> THE TASK:
Please repeat all of the records below word for word, leaving the pictures out of your answer.

## START RECORD SET

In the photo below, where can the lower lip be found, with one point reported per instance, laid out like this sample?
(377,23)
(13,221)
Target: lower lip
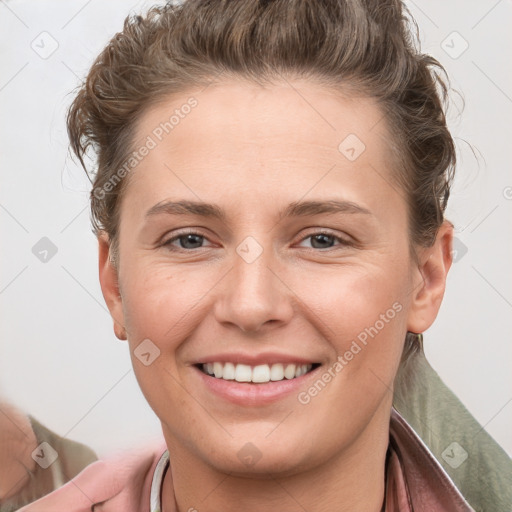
(251,394)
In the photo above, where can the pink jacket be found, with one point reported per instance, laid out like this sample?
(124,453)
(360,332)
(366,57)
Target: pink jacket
(416,482)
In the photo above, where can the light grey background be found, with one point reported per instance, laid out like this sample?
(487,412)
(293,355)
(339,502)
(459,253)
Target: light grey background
(59,358)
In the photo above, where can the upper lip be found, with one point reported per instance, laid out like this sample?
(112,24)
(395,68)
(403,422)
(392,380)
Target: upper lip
(254,359)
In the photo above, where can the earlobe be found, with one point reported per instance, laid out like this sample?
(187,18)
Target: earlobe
(109,283)
(430,280)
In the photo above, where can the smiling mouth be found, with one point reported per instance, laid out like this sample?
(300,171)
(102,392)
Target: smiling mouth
(259,374)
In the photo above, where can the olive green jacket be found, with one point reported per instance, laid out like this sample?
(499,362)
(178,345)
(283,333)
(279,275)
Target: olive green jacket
(477,465)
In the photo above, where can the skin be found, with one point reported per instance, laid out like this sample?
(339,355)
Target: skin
(17,442)
(253,150)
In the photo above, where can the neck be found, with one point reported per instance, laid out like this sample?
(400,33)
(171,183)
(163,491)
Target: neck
(353,479)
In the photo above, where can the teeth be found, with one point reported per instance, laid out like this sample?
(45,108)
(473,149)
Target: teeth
(258,374)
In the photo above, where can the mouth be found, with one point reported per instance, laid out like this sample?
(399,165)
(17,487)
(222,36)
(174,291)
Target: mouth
(258,374)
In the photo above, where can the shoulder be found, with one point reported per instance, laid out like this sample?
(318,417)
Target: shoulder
(428,485)
(119,482)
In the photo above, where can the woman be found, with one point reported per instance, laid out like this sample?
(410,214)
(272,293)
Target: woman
(269,202)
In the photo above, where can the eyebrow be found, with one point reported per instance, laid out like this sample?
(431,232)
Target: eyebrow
(294,209)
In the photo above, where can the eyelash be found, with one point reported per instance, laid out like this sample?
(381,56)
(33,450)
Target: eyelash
(343,242)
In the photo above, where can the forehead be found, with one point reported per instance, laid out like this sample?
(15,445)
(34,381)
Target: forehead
(258,140)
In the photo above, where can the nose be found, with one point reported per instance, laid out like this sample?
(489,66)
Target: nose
(254,293)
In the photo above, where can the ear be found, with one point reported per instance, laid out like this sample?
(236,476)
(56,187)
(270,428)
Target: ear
(429,280)
(110,286)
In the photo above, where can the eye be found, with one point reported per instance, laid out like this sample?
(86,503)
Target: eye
(188,240)
(324,239)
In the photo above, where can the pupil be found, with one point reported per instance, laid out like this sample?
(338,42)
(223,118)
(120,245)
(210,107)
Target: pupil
(321,236)
(190,238)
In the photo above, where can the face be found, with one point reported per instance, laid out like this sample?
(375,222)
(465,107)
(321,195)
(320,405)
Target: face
(301,263)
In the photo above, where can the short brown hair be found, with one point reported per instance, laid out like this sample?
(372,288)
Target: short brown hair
(363,45)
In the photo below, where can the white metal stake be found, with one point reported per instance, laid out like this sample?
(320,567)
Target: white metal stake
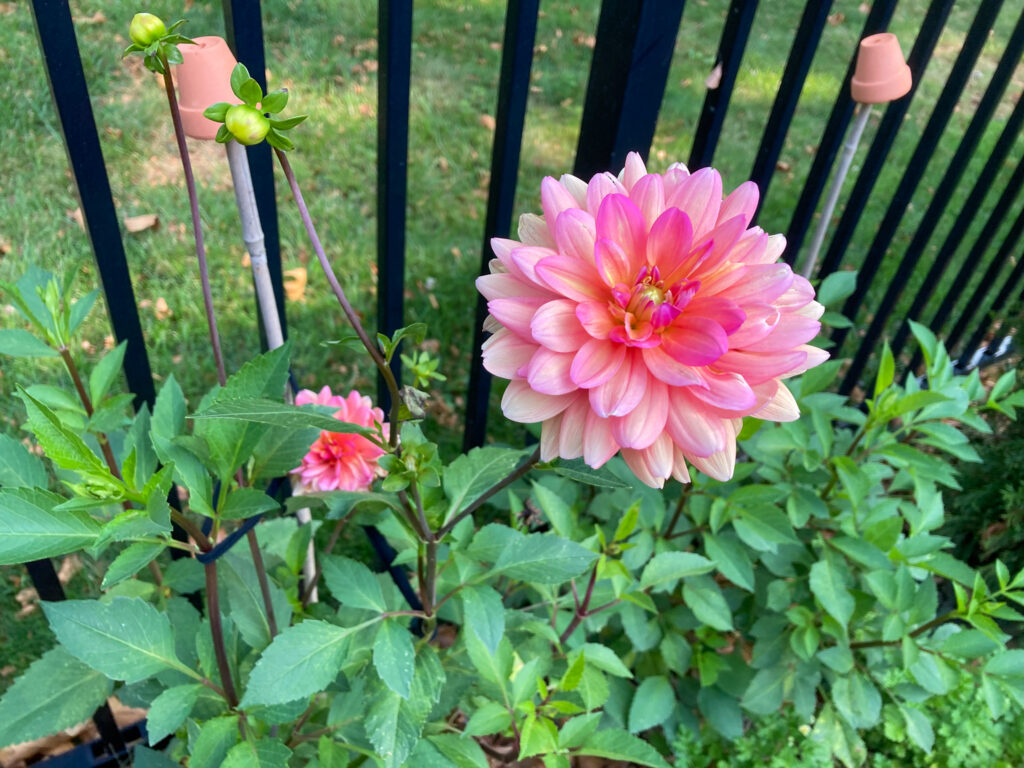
(849,150)
(252,233)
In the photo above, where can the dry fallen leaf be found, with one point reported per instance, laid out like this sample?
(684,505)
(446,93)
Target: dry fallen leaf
(141,222)
(295,284)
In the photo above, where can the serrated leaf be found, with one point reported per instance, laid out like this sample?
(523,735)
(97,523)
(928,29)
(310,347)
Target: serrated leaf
(126,639)
(394,657)
(31,529)
(353,584)
(671,566)
(169,711)
(57,691)
(303,659)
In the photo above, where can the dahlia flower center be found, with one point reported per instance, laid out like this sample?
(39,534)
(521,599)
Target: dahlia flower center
(647,306)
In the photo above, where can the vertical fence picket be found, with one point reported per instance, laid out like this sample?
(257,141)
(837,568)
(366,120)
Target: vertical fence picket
(513,89)
(832,138)
(875,160)
(805,45)
(730,56)
(244,30)
(922,157)
(393,83)
(632,54)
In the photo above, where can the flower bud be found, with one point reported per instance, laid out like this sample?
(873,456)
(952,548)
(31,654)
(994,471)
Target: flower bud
(145,29)
(247,124)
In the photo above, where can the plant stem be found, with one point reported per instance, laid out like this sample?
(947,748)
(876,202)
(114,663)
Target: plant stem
(515,475)
(217,633)
(346,307)
(204,273)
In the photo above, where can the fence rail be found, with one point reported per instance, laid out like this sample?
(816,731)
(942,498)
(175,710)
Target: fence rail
(633,52)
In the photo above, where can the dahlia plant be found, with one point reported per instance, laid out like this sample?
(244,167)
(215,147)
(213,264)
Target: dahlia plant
(532,604)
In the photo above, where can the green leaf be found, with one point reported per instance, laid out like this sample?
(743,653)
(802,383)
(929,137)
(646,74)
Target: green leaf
(126,639)
(17,343)
(352,584)
(394,657)
(281,415)
(215,738)
(469,476)
(652,704)
(671,566)
(543,558)
(18,468)
(31,529)
(578,471)
(483,614)
(245,503)
(169,711)
(131,559)
(264,753)
(829,588)
(731,559)
(303,659)
(837,287)
(105,372)
(61,445)
(55,692)
(705,598)
(616,744)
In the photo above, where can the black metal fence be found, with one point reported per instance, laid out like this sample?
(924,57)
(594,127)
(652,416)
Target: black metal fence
(633,52)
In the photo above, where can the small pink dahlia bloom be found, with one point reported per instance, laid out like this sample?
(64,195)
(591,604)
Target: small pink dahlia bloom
(641,314)
(339,461)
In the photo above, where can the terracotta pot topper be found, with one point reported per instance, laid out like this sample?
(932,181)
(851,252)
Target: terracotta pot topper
(204,79)
(882,74)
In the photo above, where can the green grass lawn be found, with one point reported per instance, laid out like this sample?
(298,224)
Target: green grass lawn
(330,69)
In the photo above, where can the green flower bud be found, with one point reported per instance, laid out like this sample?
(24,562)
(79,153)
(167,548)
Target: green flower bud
(247,124)
(146,29)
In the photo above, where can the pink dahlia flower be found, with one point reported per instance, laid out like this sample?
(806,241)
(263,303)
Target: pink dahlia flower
(641,314)
(339,461)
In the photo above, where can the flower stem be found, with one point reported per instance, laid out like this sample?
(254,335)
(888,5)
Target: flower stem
(204,273)
(217,633)
(346,307)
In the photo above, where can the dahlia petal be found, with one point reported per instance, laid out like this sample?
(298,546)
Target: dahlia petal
(669,370)
(760,367)
(523,404)
(700,197)
(640,427)
(620,220)
(648,195)
(505,353)
(534,230)
(598,444)
(719,309)
(574,233)
(573,279)
(556,327)
(693,427)
(596,363)
(791,331)
(669,241)
(763,284)
(623,392)
(548,372)
(779,406)
(741,202)
(726,391)
(600,186)
(633,171)
(613,264)
(516,313)
(694,341)
(508,286)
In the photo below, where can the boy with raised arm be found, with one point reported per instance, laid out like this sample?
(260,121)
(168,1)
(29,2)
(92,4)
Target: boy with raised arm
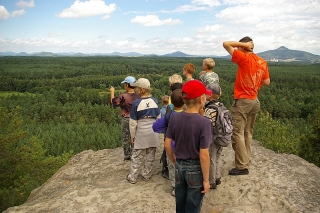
(251,75)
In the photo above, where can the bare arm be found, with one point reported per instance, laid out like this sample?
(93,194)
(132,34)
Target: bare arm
(231,45)
(168,147)
(205,165)
(111,93)
(265,82)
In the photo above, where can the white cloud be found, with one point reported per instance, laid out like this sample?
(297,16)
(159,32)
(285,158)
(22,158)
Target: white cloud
(17,13)
(153,20)
(210,3)
(25,4)
(55,34)
(4,14)
(189,8)
(88,8)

## END RECORD SET

> WORKED ANSWER:
In the photo below, where can the lower lip be found, with one point reported per instance, laid out like this sample?
(377,23)
(13,221)
Target: lower lip
(251,394)
In the photo above, where can the pink jacket be found, with one point reported per instance, laid out like this sample?
(124,453)
(360,332)
(366,57)
Target: pink jacket
(416,482)
In the photo above, where can the light grey background be found, with one point reported per instance, laid out like this sample?
(487,412)
(293,355)
(339,502)
(459,253)
Target: light grey background
(59,358)
In the photo above, where can the upper lip be found, with one point reported per instance, laid out like this sample?
(112,24)
(395,68)
(403,422)
(392,380)
Target: upper lip
(254,359)
In the photo above, where can the earlobe be found, with one point reported per instance, laid out like this sample?
(187,18)
Target: earlobe
(109,283)
(430,280)
In the photo above, where can the smiling mouth be found, with one point reported per instance, laid out like this sample?
(300,171)
(102,392)
Target: smiling mouth
(259,374)
In the photo above, where can the olive green jacket be found, with one point reported per instance, laid out like this sample?
(499,362)
(178,345)
(283,333)
(279,275)
Target: olive green jacket
(477,465)
In the photo above, where can the skin be found, with one point reported per instance, laid out like this sample?
(339,355)
Target: skin
(17,442)
(253,150)
In the photo above, where can the neck be found, with one point reported per instance, laid out like this sample?
(400,33)
(171,183)
(163,491)
Target: neck
(353,479)
In the photo above, where can the teeth be found, with one point reported per instance, laid out like this sample?
(45,108)
(473,149)
Target: teeth
(258,374)
In the photo above, where can the mouth be found, with one point reported per instance, laid out like this sample?
(399,165)
(17,487)
(222,36)
(174,291)
Target: mouth
(258,374)
In the photo above, where can the shoulder be found, with one point reported per instance, laid out like this sample?
(318,417)
Target: shoulder
(428,485)
(119,482)
In the photo above, where can the woman be found, with one point reported per instance, laid out like this sample?
(410,214)
(272,293)
Target: woman
(269,202)
In the photo above, where can the eyebrow be found, with one point reported per instance, laid out like this sample?
(431,232)
Target: eyebrow
(294,209)
In the photo above, where can the eyelash be found, with one point reported per instance, laid out like this sample?
(381,56)
(33,450)
Target: eyelash
(343,242)
In the photo above, where can the forehead be found, with one point reported per instance, laid out like this sample?
(15,445)
(34,381)
Target: forehead
(258,140)
In the photo above, where can the nose be found, with one point reported per instance, laid out like this sample?
(489,66)
Target: nose
(254,293)
In the photo above, where can the ear be found, with one point reported per instance, laid out like this sample?
(236,476)
(56,187)
(270,428)
Target: ear
(429,280)
(110,286)
In the photo above, where can the eye be found, with one point reported per instance, laid out like this sample?
(86,503)
Target: eye
(188,240)
(324,239)
In the photo above, where can the pupil be found, with one point reported per instance, laid out like this sample?
(338,42)
(223,118)
(120,245)
(210,107)
Target: pupil
(321,236)
(190,238)
In the photo above, where can the face be found, with one point reported per instance, laid out like this sample?
(375,222)
(465,107)
(321,195)
(320,405)
Target: face
(301,263)
In the photo above, where can the short brown hair be found, with one point reported per instance, laid out like this sample?
(372,288)
Target: short brown hair
(363,45)
In the photo below, where can the white metal stake be found, with one point reported per instance, laid out like this sample?
(320,567)
Target: white metal stake
(849,150)
(252,233)
In the photo above, where can the dry fallen leaf be found, with one point reported per instance, laid out like this sample?
(684,505)
(446,93)
Target: dry fallen leaf
(141,222)
(295,284)
In the photo above, where can the serrated leaf be found, with one point reported per instance, laid out like this sample?
(523,735)
(97,523)
(928,29)
(310,347)
Target: serrated leaf
(126,639)
(394,657)
(31,529)
(353,584)
(671,566)
(169,711)
(57,691)
(303,659)
In the photo above, where can the dahlia flower center be found, with one point reported per instance, laid out like this sample?
(39,534)
(521,599)
Target: dahlia flower center
(647,306)
In the photo above, where can the vertical fence picket be found, with one point reported per instance, laid out like this sample?
(257,141)
(837,568)
(366,120)
Target: vertical fence picket
(513,89)
(832,138)
(875,160)
(805,45)
(730,56)
(244,30)
(922,157)
(393,83)
(632,54)
In the photo above, where can the flower bud be found, with one point reported per instance, laid out like this sample?
(873,456)
(952,548)
(31,654)
(994,471)
Target: flower bud
(145,29)
(247,124)
In the photo above, where can the plant stem be found, with one point reported per instance, laid out like this sample?
(947,748)
(876,202)
(114,663)
Target: plant stem
(515,475)
(217,633)
(346,307)
(204,273)
In the photo above, where can the fence rail be found, with one point reported per instance, laid out like this sample?
(816,731)
(942,498)
(175,710)
Target: fence rail
(633,52)
In the photo above, where can the dahlia plant be found, with one point reported per instance, laid out like this sample?
(244,167)
(215,147)
(213,264)
Target: dahlia plant
(532,604)
In the photo above, where can the green leaf be found, with one point reported per instance, laid out like this sample?
(743,653)
(802,383)
(929,137)
(646,74)
Target: green leaf
(126,639)
(17,343)
(352,584)
(394,657)
(281,415)
(215,738)
(469,476)
(652,704)
(671,566)
(543,558)
(18,468)
(31,529)
(578,471)
(483,614)
(245,503)
(169,711)
(131,559)
(264,753)
(829,588)
(731,559)
(303,659)
(837,287)
(105,372)
(61,445)
(55,692)
(705,598)
(616,744)
In the photo above, where can the black metal fence be found, with one point reported per instance, laid out like this sample?
(924,57)
(594,127)
(652,416)
Target: black metal fence
(633,52)
In the photo above, where can the small pink dahlia bloom be found, with one point reported per instance, laid out like this sample?
(64,195)
(591,604)
Target: small pink dahlia bloom
(641,314)
(339,461)
In the photo above, where can the terracotta pot topper be found, with one point reported per instance, laid out like this sample?
(932,181)
(851,252)
Target: terracotta pot topper
(204,79)
(882,74)
In the photo above, where can the green grass lawn be found, with one point reported per instance, laid out like this sample?
(298,224)
Target: green grass lawn
(330,69)
In the photo above, where can the green flower bud be found, with one point reported per instance, laid out like this sample?
(24,562)
(79,153)
(167,548)
Target: green flower bud
(247,124)
(146,29)
In the photo above, where can the pink dahlia flower be found, with one point reported per instance, laid out like this sample?
(806,241)
(263,303)
Target: pink dahlia flower
(641,314)
(339,461)
In the photo above, where can the flower stem be found, with one point reported per instance, laid out like this sample?
(254,335)
(888,5)
Target: flower stem
(204,273)
(217,633)
(346,307)
In the photo above, where can the dahlia petal be found, with one point reported per instance, laid out like this sample?
(298,546)
Target: dahlia petal
(669,370)
(760,367)
(523,404)
(700,197)
(640,427)
(620,220)
(648,195)
(505,353)
(534,230)
(598,444)
(719,309)
(574,233)
(573,279)
(556,327)
(693,427)
(596,363)
(791,331)
(669,241)
(763,284)
(623,392)
(548,372)
(779,406)
(741,202)
(726,391)
(600,186)
(633,171)
(613,264)
(516,313)
(694,341)
(508,286)
In the photo below, where can the boy with raised arm be found, with one point reported per instance, laid out like this sample?
(260,121)
(168,1)
(29,2)
(92,4)
Target: boy with raised arm
(251,75)
In the photo above, where can the bare arm be found, with one point reported per instance, laid out like this sample?
(93,194)
(132,34)
Target: bare arm
(231,45)
(168,147)
(205,165)
(111,93)
(265,82)
In the photo above, where can the white cloud be found, with one point reported per instance, laid out like this sample?
(297,16)
(159,32)
(285,158)
(22,158)
Target: white cloud
(17,13)
(153,20)
(210,3)
(25,4)
(55,34)
(4,14)
(189,8)
(88,8)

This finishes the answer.